Sunday, June 6, 2010

Religion and State in Israel - June 7, 2010 (Section 1)

Religion and State in Israel

June 7, 2010 (Section 1) (see also Section 2)

If you are reading in email or RSS feed, please click here to read ONLINE

Editor – Joel Katz

Religion and State in Israel is not affiliated with any organization or movement.

PM: Conversions bill won't cause a rift

By Kobi Nahshoni June 6, 2010

Jewish Agency Chairman Natan Sharansky, in a letter to JA trustees, warned against "an irreparable rift" with Reform Jews, and the "destructive potential" of Orthodox dominancy, and vowed to torpedo the bill.

The Conservative and Reform movements agree with the bill's core statement, which means to facilitate the conversion process, by allowing municipal rabbis to oversee it.

The concern stems from an article – introduced to appease the haredim – which stipulates that the Chief Rabbinate will have final say on the matter.

Both movements allege that the article disrupts the balance between the three Jewish denominations

PM backs dialogue on conversion bill ‘to ensure unity'

By Jonah Mandel June 5, 2010

Yizhar Hess, executive-director of the Masorti Movement in Israel said that

“We are happy the Prime Minister chose to send a calming and conciliatory message, we’ve been waiting for one.

Rotem’s proposal threatened to divide the Jewish people, and following the prime minister’s guidelines, we hope that coalition member Rotem will immediately shelve the proposed bill in its current format.

Sharansky told members of the Jewish Agency’s board in a letter from April:

“Furthermore, no official action will be taken till after the Board of Governors in June, when representatives from all streams of Judaism from the Committee for the Unity of the Jewish People, will have the opportunity to weigh and discuss these pivotal questions with the representatives of the government.”

Keep Dreaming: ‘Chief Rabbinate dismantled'

By David Breakstone Opinion June 4, 2010

"If you will it, it is no dream"

The writer is a member of the Jewish Agency and World Zionist Organization Executives.

Jerusalem, June 4, 2018

In a historic act that millions of Jews around the world have anxiously been awaiting for years, the Knesset yesterday dissolved the heretofore sacrosanct office of the Chief Rabbinate.

Earlier in the day, the cabinet received a detailed report on the ongoing implementation of the revolutionary plan drafted nearly a decade ago to fully integrate the haredi community into the country’s military.

Leaders from across the spectrum were unanimous in their optimism that the two moves would lead to an unprecedented Jewish renaissance and sense of unity.

_Supplied information:_
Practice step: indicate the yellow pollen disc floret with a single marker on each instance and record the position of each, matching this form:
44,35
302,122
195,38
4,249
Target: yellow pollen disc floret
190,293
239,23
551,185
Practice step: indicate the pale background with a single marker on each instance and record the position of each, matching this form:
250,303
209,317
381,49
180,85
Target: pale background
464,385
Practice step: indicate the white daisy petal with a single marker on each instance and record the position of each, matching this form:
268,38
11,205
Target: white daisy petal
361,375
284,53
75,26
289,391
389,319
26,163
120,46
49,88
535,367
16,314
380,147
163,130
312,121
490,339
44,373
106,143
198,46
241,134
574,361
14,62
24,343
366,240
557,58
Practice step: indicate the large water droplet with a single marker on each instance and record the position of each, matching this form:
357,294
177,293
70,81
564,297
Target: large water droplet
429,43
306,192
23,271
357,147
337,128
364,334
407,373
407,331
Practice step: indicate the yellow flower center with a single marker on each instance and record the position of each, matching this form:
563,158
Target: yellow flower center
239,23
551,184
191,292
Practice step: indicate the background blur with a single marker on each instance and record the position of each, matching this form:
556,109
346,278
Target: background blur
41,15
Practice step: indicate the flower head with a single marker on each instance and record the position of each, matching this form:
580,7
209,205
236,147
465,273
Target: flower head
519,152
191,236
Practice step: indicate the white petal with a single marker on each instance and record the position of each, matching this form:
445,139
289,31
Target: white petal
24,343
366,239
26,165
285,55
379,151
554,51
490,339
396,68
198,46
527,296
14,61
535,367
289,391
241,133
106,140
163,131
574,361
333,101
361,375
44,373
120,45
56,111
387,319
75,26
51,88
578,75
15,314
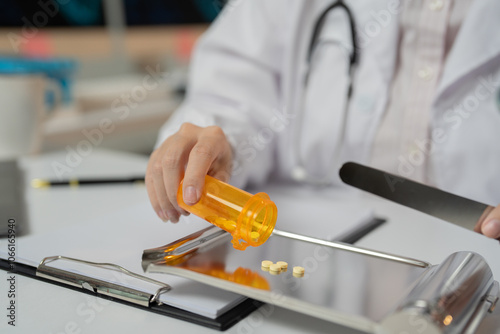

_The exercise:_ In the news roundup on religion and state in Israel, which provision of the conversion bill concerns the Conservative and Reform movements?

_Output for this exercise:_ The article that gives the Chief Rabbinate the final say on conversion, which was introduced to appease the haredim.